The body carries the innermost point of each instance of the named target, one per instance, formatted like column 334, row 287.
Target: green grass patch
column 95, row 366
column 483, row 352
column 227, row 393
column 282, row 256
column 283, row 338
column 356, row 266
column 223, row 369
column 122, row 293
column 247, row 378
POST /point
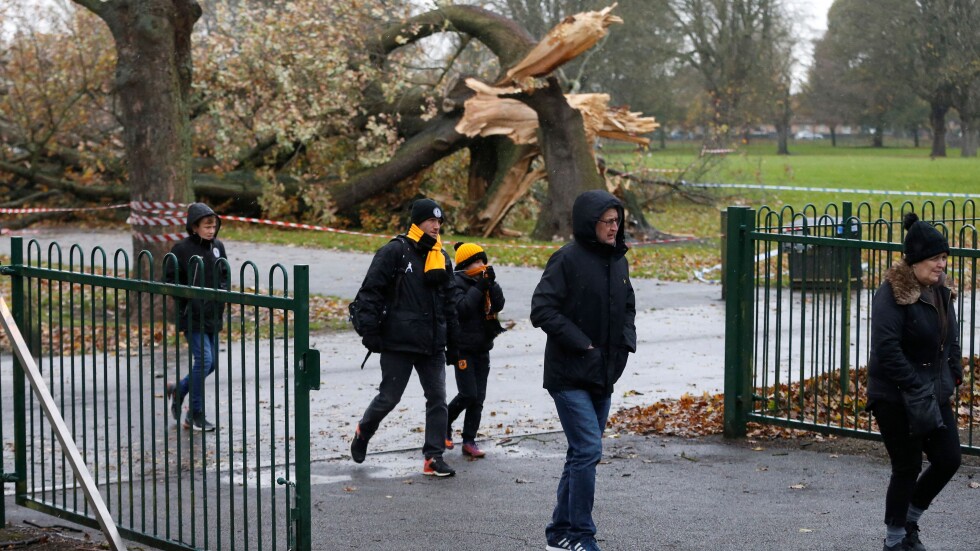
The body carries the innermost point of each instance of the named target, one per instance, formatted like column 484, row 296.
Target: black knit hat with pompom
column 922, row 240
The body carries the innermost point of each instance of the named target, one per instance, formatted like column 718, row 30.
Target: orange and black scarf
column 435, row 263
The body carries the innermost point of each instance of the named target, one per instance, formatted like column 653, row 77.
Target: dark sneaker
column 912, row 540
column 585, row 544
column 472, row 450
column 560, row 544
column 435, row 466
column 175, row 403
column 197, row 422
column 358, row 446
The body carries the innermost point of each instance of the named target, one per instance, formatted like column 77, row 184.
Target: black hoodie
* * *
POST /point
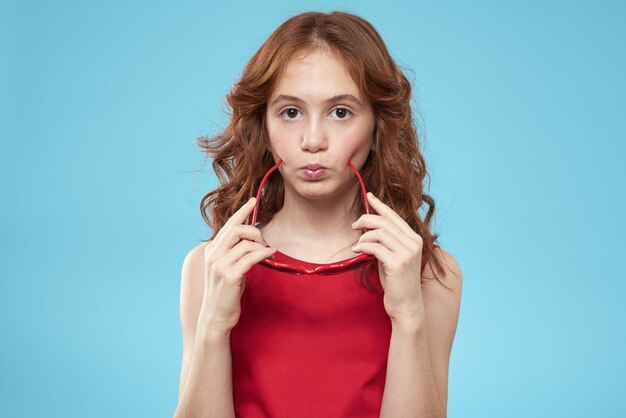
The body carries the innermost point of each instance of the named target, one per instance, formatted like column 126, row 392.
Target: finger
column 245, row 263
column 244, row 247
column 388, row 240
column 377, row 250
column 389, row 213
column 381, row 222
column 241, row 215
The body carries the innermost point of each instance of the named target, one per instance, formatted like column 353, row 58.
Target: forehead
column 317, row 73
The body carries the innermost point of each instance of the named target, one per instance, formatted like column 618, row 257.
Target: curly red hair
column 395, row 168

**AIM:**
Reproduce the lines of the records above verbatim, starting with the line containing "653, row 77." and ending with the line containing "Target: black hoodie", both included.

**CORRECT OUTPUT:**
The body carries the innermost point of each instance of the named target, one per instance, formatted like column 653, row 77.
Target: dark sneaker
column 912, row 540
column 585, row 544
column 472, row 450
column 560, row 544
column 435, row 466
column 175, row 403
column 197, row 422
column 358, row 446
The body carries the innermost point of each instance of the named target, one per instance, formatted like column 77, row 184.
Target: black hoodie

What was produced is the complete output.